Exercise aim >> Please count the lines in the records below that contain the word "dark", treating uppercase and lowercase letters as different. Reply with the number alone.

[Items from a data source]
::::::::::

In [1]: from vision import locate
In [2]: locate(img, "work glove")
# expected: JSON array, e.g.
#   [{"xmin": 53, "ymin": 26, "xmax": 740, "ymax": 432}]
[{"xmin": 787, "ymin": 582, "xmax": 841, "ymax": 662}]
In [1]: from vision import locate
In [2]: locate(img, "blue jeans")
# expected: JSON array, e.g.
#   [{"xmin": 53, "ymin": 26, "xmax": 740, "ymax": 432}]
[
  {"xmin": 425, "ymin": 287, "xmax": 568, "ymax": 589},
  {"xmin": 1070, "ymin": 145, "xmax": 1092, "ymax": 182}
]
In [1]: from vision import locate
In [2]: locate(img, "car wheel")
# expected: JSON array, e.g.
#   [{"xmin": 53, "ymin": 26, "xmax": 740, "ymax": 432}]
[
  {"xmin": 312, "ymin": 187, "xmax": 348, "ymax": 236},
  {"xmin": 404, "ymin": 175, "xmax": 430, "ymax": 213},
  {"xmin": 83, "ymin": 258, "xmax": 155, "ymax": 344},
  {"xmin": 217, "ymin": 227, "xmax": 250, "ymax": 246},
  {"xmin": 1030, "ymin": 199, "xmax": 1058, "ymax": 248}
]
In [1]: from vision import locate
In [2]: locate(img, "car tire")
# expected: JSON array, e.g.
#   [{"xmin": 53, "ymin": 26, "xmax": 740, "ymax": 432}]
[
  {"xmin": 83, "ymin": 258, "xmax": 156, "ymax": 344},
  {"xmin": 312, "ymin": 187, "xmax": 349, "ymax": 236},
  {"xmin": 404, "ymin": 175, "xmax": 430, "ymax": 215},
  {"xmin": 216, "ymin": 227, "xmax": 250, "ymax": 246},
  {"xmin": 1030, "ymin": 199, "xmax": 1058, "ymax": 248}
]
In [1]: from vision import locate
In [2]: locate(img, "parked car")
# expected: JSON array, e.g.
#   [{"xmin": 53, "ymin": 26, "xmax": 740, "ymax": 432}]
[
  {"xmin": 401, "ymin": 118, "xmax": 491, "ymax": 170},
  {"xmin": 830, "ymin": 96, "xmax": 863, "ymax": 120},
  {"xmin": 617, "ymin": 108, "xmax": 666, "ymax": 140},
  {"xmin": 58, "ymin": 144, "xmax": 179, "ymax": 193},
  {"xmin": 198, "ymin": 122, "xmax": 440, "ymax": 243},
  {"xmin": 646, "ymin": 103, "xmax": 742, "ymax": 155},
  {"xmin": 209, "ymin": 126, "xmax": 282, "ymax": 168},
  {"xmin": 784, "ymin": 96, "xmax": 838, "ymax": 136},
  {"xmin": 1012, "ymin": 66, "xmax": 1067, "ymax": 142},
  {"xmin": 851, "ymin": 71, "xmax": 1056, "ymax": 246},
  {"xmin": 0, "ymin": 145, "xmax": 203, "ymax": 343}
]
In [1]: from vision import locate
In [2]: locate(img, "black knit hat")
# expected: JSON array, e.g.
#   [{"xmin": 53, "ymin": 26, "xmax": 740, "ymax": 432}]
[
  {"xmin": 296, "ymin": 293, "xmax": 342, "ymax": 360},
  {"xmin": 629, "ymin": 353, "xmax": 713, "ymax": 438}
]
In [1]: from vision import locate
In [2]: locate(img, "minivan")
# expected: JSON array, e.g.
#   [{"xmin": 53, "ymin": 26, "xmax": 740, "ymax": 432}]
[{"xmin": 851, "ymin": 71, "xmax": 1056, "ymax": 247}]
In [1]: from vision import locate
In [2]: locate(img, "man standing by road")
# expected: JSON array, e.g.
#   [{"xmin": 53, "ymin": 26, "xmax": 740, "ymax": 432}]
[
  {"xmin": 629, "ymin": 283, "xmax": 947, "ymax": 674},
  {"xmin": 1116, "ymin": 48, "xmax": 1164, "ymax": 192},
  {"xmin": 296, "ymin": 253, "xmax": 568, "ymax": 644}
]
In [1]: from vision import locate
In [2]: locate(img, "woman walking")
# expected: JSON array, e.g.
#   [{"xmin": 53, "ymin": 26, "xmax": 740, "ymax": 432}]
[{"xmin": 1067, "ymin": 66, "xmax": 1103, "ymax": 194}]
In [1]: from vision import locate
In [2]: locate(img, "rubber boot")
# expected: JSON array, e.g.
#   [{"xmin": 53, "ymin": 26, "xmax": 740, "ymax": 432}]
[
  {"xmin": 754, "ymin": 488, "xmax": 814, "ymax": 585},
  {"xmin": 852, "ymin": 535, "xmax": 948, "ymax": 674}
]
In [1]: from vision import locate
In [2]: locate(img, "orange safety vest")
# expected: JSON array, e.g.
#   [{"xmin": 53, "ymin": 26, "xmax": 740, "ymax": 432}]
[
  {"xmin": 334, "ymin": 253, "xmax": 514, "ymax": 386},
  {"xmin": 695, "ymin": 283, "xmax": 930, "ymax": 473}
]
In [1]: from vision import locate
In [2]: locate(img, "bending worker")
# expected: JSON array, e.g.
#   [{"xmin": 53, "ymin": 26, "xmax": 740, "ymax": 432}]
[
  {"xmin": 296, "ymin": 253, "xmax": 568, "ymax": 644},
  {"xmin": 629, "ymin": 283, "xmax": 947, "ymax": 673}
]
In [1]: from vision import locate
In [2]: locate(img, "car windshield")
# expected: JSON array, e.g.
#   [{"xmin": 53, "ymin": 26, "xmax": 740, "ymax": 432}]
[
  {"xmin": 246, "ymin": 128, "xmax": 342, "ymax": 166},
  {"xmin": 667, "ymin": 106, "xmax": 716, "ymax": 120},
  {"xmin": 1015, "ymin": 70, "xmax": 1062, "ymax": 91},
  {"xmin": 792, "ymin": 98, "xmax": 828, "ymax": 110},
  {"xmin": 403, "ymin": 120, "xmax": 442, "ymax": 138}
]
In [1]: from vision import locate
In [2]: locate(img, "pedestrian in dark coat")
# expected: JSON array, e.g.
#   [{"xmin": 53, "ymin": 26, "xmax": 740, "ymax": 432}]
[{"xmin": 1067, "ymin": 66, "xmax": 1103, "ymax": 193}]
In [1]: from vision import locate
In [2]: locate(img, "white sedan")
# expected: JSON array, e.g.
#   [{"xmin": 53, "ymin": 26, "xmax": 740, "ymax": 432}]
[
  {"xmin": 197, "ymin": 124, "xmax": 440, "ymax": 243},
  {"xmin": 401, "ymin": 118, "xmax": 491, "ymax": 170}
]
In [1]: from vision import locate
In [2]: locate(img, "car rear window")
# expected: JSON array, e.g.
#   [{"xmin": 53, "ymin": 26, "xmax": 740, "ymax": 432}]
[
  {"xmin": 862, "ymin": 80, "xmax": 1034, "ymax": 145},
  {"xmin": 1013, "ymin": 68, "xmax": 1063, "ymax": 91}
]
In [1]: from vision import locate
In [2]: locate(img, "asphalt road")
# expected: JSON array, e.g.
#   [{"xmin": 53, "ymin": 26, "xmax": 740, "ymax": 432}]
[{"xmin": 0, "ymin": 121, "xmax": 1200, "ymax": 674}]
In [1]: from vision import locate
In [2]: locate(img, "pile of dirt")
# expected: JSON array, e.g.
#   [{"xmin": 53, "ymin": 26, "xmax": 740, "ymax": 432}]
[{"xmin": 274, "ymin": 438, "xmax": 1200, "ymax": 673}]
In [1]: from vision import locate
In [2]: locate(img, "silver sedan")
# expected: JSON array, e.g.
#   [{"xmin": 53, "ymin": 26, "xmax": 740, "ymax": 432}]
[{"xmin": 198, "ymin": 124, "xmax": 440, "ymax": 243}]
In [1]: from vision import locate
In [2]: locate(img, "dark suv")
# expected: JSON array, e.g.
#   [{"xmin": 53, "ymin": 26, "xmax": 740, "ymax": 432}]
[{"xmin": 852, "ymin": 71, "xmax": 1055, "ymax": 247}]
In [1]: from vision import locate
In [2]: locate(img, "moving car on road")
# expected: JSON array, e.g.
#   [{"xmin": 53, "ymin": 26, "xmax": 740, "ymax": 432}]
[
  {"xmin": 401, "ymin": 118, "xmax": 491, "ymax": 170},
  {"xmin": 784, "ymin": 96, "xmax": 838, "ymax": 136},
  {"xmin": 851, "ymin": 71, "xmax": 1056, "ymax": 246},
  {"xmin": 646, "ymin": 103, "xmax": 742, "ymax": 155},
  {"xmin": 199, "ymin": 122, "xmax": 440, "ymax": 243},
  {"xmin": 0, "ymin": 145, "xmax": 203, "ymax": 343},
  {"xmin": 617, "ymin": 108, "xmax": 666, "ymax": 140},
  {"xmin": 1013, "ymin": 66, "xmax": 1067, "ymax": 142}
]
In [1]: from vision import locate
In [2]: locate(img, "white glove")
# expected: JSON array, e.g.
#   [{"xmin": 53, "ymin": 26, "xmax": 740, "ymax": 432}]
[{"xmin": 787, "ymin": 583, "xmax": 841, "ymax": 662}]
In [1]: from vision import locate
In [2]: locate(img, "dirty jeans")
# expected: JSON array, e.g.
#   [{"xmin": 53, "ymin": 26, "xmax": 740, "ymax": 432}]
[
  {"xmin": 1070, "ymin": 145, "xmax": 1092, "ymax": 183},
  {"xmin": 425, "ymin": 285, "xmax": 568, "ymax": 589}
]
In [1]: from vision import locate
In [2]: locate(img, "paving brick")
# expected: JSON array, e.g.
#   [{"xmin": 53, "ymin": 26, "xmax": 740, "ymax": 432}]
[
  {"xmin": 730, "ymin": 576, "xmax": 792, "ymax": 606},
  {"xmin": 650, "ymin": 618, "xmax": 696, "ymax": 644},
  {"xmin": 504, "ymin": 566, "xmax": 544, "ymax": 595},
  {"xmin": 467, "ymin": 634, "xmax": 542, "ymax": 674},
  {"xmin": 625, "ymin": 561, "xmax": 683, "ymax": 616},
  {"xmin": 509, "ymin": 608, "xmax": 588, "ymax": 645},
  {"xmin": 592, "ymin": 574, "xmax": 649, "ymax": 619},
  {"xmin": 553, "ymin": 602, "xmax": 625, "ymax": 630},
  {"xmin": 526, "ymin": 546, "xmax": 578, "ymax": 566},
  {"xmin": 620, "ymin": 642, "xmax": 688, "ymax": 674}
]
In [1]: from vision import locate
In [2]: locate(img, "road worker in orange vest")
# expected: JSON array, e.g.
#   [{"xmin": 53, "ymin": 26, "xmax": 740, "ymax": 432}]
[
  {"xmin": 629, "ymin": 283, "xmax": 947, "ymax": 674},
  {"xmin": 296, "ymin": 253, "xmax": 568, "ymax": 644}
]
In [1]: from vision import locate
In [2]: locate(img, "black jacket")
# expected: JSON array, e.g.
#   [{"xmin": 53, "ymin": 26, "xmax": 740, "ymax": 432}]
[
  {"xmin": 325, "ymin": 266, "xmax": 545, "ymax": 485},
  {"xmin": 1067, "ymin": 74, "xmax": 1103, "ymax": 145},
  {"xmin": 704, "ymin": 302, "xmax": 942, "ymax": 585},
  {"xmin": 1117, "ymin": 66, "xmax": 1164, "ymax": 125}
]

::::::::::

Written response >> 2